* _Alıştırmalar_:
1. Seçilen metinde "7. Sekr hâlindeki" ifadesinden başlayıp "sorumlulukları yoktur. (7)" ifadesine kadar uzanan bölümün tamamını hiçbir değişiklik yapmadan yazın.
2. Seçilen metne göre Ibn-i Teymiyye'nin cenazesi nereye götürülüp defnedilmiştir?

Ve dediği gibi oluyor. Ibn-i Kayyim bu tür ferasetlerin hocasında yağmur kadar çok olduğunu anlatıyor. (6)
Bu sözü bir Sûfî dese ne der bu azgın selefiler?
7. Sekr hâlindeki evliyâ söyledikleri sözler konusunda mâzurdur.
   Burada Ibn-i Teymiyye Sekr, yani manevi sarhoşluk halini anlatıyor. Ve bazı büyüklerin bu halde iken söyledikleri Şeriat dışı sözlerinden bahsediyor ve bunlara günah olmadığını söylüyor ve diyor ki : « Bu kişiler hakkında söyle hükmedilir: kisinin akli haram olmayan bir şeyden gittiyse, o zaman ondan sudur eden yasak sözlerden ve fiillerden sorumlulukları yoktur. (7)
8. Tasavvuf ve Sûfîler hakkındaki tutumu.
   Burada Ibn-i Teymiyye bir grubun Tasavvuf ve Sufileri zemm ettiğini anlatıyor. Onları sünnetten ayrılmış bidatçi saydıklarını söylüyor. Başka bir grup ise bunları çok övmüş. Mahlûkatta onlardan iyisi yok demişler. Bu iki grup da yanlıştadır diyor. Ve devam ediyor « Doğru olan sudur ki, onlar (sufiler) Allâh’in teatinde (ibadetinde) çok gayret ediyorlar. » Sonra da başka gruplarda da bu konuda gayret edenlerin olduğunu söylüyor. Ve Sufiler arasında mukarreblerin olduğunu, muktesitlerin olduğunu (bunlar eshâb-i yemindendir diyor), ictihad yapıp hata edenlerin olduğunu ve son olarak nefislerine zülm edenlerin olduğunu anlatıyor. (8)
   Bugünkü Sapık Vehhabiler bu konuda ne diyorlar acaba? Tasavvuf deyince ağızlarından çıkan kelimeler hep ayni : Hurafe, Sirk, Müşrik, Müptedi’, Istigase, Tevessül, Haram, Bid’at, Tılsım, Hurafe vs… Baş rehberleri Ibn-i Teymiyye’nin anlattığı ilk gruba dahil olmuyorlar mı ?
9. Ibn-i Teymiyye Sûfilerin mezarlığına gömüldü.
   Bu kitapta Ibn-i Teymiyye’nin hayati anlatılıyor. Burada ölümünden bahsediliyor, kılınan 4 cenaze namazından bahsediliyor ve sonunda çok kalabalık insanların başları ve elleri üzerinde cenazesinin Sufiyye’nin Kabristanlığına götürüldüğü ve orada defn edildiği anlatılıyor. (9)

* _Sağlanan Veriler_:
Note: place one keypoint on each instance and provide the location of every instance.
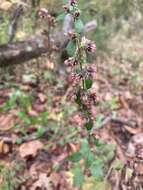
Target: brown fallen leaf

* _Verilen Cevaplar_:
1.
7. Sekr hâlindeki evliyâ söyledikleri sözler konusunda mâzurdur.
   Burada Ibn-i Teymiyye Sekr, yani manevi sarhoşluk halini anlatıyor. Ve bazı büyüklerin bu halde iken söyledikleri Şeriat dışı sözlerinden bahsediyor ve bunlara günah olmadığını söylüyor ve diyor ki : « Bu kişiler hakkında söyle hükmedilir: kisinin akli haram olmayan bir şeyden gittiyse, o zaman ondan sudur eden yasak sözlerden ve fiillerden sorumlulukları yoktur. (7)

2. Sufiyye’nin Kabristanlığına götürülüp orada defnedilmiştir.